> Исходный текст:
Резкое тиражирование в самом начале обновления их ценностей, разрыв их специфических связей со своим читателем, потеря маргинального, но обжитого и в вышеописанном смысле престижного места в обществе сопровождалось и резким светом, направленным на состояние самой науки и обнаружившим среди прочего слабости ее методологии, ее тезауруса.
Захвативший все общество пересмотр ценностей распространяется и на филологию — она не рассматривается уже сквозь уважительную дымку, а получает обычный статус науки — для нее именно в нашей стране непривычный, а потому не очень удобный.
На человека науки уже не распространяются свойства объекта («Он занимается Цветаевой! Мандельштамом!») — он сам отвечает за себя и за уровень своей науки.
Одновременно к этому человеку протягиваются сегодня самые разные социальные нити — политика, экономика, общественная жизнь в прямом, не метафорическом смысле слова ждет от него социальной реакции — и не довольствуется привычным «нет»: однозначное отрицание стало плоскостью или чудаковатостью старого джентльмена.
Филолог слышит обращенный к нему усложнившейся общественной (а отчасти уже и научной!) динамикой вопрос — «Кто ты?» — вопрос, на который он отвечать не приучен, не хочет и, может быть, не может.
Потеснив литературу, выдвинулась на время вперед историческая фактология, но вот уже и она на наших глазах хоть и медленно, но перемещается из центра на свое естественное, специализированное место. Утвердились в печати законные жанры экономической, политической статьи, мемуарного (не беллетризованного в цензурных целях) повествования.
Со скрежетом двинулась наука о литературе — вслед за самой литературой и даже, пожалуй, опережая ее в этом движении — куда-то вниз, на непрестижное, но «правильное» место.
За годы советской власти она особенно привыкла быть наукой о чемто центральном. «Отравлено» в какой-то степени литературоцентризмом и идущее на смену третьей фазе поколение сегодняшних 30-35-летних; выступавшие в предшествующие годы разве что в ротапринтных университетских сборниках, а в лучшем случае — на страницах «Известий ОЛЯ», сегодня они, вместо того, чтобы, облегченно вздохнув, углубиться в честный, никем более не стесняемый академизм, нервозно ищут своего места, устремляясь нередко на страницы литературно-художественных журналов. Человеческое, слишком человеческое желание получить разом все недополученное за десятилетие сознательной научной жизни деформирует еще даже не установившийся научный язык — без нужды, в сущности, приспосабливая его (как в предшествующие годы!) ко вкусу массового читателя. Но уже следующее за этим поколение сегодняшних аспирантов будет, кажется, избавлено от этих соблазнов и этих комплексов.
Так или иначе, уход литературы из центра российской жизни затронет всех числящих себя в научной традиции. Кроме прочего, нужно будет заново социализироваться — профессионально записаться по цеху науки, а политически — по одному из иных каких-то списков — или же поставить аккуратный прочерк — и так далее. А кто-то заново встанет (и уже встал) перед выбором начала 1970-х8.

Записи из набора данных с указанием точек:
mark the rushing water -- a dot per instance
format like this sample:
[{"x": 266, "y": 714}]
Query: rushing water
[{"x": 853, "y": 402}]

> Задание A:
Ответьте по тексту о филологии:
(i) Какой статус получает филология в ходе пересмотра ценностей?
(ii) Что, потеснив литературу, на время выдвинулось вперед?
(iii) На страницы каких журналов нередко устремляется поколение сегодняшних 30–35-летних?
> Задание B:
Допишите текст о филологии дальше, начиная сразу после его последнего предложения.

> Ответ A:
(i) Обычный статус науки, для нее в нашей стране непривычный и потому не очень удобный.
(ii) Историческая фактология.
(iii) Литературно-художественных журналов.

> Ответ B:
Как любили выражаться большевики, отсидеться не удастся никому 9.
7
Из моего дневника:
24 июня 1990.
Накануне утром вернулась с Тыняновских чтений. Закончился съезд РКП. Впервые — робость в глазах Горбачева, отвечающего на записки10,- понятная мне робость партийца перед партийным большинством — главным Действующим Лицом всего распорядка партии (не важно, умелым или просто сверхсильным дирижером направляется это большинство — или организуется самостийно). Это робость, которая в крови у номенклатурщика, у любого партийного активиста — робость перед чудищем, про которого все они всегда знают. Разные вещи — смотреть ли Горбачу в зал, где множество разных, и немало думающих, и слабых, и всяких11, и совсем другое — в зал, где у каждого в кармане — красная книжечка, соединяющая их всех в один кулак, в один молот, готовый обрушиться на голову инакомыслящего. Он стоял на трибуне и чувствовал поджилками историю своей партии — историю, в которой многие уходили с трибуны без штанов, а многие — и без головы.
28 июня 1990.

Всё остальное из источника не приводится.